## What you should do
Read the entries that follow and give each one again precisely.

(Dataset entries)
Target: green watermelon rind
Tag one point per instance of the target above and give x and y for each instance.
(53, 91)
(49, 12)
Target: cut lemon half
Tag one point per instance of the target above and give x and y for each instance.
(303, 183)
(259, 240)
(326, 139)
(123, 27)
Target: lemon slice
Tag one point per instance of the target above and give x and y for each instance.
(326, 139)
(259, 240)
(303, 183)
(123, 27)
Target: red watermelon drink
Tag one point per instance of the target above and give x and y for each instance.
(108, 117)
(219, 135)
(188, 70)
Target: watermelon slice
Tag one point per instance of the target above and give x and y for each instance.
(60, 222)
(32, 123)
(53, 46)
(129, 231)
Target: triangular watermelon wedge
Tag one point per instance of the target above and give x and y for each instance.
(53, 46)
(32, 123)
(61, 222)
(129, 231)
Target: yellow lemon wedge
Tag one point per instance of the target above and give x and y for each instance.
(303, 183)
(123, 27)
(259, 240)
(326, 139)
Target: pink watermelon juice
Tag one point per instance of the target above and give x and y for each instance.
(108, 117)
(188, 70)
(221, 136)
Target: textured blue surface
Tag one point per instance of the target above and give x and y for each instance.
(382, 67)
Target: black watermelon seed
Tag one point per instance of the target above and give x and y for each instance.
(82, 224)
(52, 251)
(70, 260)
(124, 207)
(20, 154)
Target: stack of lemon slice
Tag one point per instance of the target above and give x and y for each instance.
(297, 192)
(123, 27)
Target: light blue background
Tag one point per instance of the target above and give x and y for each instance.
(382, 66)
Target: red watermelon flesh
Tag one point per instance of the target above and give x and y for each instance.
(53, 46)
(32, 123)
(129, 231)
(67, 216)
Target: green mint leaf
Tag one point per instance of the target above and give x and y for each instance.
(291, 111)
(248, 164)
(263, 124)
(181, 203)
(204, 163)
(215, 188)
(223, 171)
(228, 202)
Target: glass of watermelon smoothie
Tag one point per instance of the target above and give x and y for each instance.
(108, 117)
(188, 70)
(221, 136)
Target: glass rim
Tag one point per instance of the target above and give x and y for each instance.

## Solution for this exercise
Target: green watermelon rind
Tag one point per instance of the target above and give x and y for each instance.
(53, 91)
(49, 12)
Target: cut lemon half
Tag one point per instance of the target above and give x and y for each instance.
(303, 183)
(259, 240)
(326, 139)
(123, 27)
Target: lemon slice
Tag one point per instance of the target above and give x and y for each instance.
(326, 139)
(259, 240)
(303, 183)
(123, 27)
Target: red watermelon drink
Tag one point per instance of the target above and give x and y for each instance.
(108, 117)
(219, 135)
(188, 70)
Target: watermelon slice
Tag one point per instance of the target above and give x and y for each instance.
(60, 222)
(32, 123)
(53, 46)
(129, 231)
Target: triangular watermelon wedge
Tag one point per instance of the target above and give x and y for each instance.
(53, 46)
(32, 123)
(61, 222)
(129, 231)
Target: yellow lemon wedge
Tag one point per instance of the target above and give x and y for each instance.
(303, 183)
(123, 27)
(259, 240)
(326, 139)
Target: pink watermelon juice
Tag one point per instance of the target above and give x and y for each instance.
(108, 117)
(188, 70)
(221, 136)
Target: textured blue surface
Tag one point per instance of the target above and give x and y for each instance.
(382, 67)
Target: black watermelon seed
Tag one point per instance of the target above and give x and y for each instance.
(82, 224)
(52, 251)
(70, 260)
(124, 207)
(20, 154)
Target: stack of lemon slice
Tag one point per instance of the target above and give x and y for each instance.
(297, 192)
(123, 27)
Target: light blue background
Tag one point per instance of the target above and give x and y for each instance.
(382, 66)
Target: red watermelon flesh
Tag one point per instance of the target above and give x and y for each instance.
(53, 46)
(32, 123)
(129, 231)
(67, 216)
Target: green mint leaf
Tag one point per instance of the target above and give x and y for each instance.
(291, 111)
(248, 164)
(263, 124)
(181, 203)
(204, 163)
(215, 188)
(223, 171)
(228, 202)
Target: glass of watermelon smoothie
Tag one point per instance of the target above and give x and y for each instance.
(108, 117)
(188, 70)
(221, 136)
Target: glass rim
Tag one point per instance of the target above and give x and y for each instance.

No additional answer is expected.